Dataset records:
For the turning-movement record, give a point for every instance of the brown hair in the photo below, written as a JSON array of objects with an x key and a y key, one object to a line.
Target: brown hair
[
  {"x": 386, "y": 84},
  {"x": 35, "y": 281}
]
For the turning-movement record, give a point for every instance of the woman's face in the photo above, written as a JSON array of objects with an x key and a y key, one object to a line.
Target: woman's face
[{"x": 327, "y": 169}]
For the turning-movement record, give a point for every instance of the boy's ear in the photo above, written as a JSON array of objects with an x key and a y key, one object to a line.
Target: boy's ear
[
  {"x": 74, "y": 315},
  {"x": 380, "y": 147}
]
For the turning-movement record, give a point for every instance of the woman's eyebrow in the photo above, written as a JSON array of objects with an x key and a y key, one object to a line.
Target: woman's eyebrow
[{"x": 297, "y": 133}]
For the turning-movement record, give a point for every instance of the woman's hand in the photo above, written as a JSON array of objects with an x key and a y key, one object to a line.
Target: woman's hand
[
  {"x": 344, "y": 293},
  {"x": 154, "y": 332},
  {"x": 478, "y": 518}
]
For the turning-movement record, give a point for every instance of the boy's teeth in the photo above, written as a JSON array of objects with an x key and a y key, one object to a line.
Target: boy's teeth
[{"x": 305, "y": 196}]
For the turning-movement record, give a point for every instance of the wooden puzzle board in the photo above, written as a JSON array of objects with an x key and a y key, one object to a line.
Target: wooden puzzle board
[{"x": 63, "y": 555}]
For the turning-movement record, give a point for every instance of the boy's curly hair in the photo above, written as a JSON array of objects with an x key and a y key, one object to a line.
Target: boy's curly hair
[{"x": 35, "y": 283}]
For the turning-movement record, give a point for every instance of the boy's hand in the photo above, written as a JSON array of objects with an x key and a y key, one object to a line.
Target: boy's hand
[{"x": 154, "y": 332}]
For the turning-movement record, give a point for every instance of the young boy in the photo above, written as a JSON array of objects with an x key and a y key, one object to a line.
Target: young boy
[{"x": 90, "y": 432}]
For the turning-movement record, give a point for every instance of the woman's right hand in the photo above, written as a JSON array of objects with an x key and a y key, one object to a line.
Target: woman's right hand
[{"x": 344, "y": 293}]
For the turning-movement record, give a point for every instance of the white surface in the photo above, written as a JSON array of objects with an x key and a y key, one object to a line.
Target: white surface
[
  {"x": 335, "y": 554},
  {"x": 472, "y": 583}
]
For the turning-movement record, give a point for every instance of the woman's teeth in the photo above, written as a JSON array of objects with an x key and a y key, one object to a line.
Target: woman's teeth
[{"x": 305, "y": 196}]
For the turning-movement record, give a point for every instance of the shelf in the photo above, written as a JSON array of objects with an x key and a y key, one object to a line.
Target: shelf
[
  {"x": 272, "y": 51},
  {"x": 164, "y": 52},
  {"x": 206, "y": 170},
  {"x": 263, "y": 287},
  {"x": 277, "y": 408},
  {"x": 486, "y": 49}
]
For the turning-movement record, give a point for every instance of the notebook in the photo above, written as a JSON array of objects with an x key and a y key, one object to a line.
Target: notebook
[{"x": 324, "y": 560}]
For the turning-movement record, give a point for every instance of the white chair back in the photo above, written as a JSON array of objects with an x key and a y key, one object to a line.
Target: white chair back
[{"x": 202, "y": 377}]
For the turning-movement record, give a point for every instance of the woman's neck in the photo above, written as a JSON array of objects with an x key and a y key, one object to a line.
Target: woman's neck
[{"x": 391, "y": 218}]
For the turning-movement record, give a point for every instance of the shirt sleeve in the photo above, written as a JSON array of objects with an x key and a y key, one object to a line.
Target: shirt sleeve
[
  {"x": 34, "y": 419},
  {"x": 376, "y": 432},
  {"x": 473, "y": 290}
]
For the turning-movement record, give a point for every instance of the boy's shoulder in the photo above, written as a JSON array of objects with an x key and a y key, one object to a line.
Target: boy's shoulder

- [REQUEST]: Write out the data above verbatim, starting at the line that contains "the boy's shoulder" and continuing through the end of the data.

- [COMPLETED EXERCISE]:
For the turning-movement record, give a point for every instance of the boy's shoulder in the photo above, written as a JSON array of objects with an x key and a y key, one object to a line.
Target: boy's shoulder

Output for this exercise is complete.